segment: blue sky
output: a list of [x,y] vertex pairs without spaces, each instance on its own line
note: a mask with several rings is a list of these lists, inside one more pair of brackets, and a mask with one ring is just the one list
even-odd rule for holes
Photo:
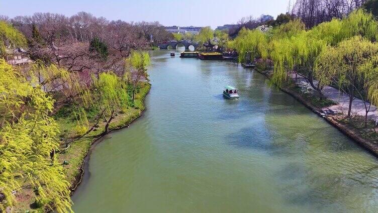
• • • • •
• WHAT TO WORK ON:
Can you extract every line of the records above, word for word, and leave the pictures out of your answer?

• RESPONSE BELOW:
segment: blue sky
output: a list of [x,y] vertex pairs without spaces, each instance on its own line
note: a mask with several rings is a list of these lists, inside one more pair of brackets, and a mask with one ring is just the one list
even-odd rule for holes
Photo:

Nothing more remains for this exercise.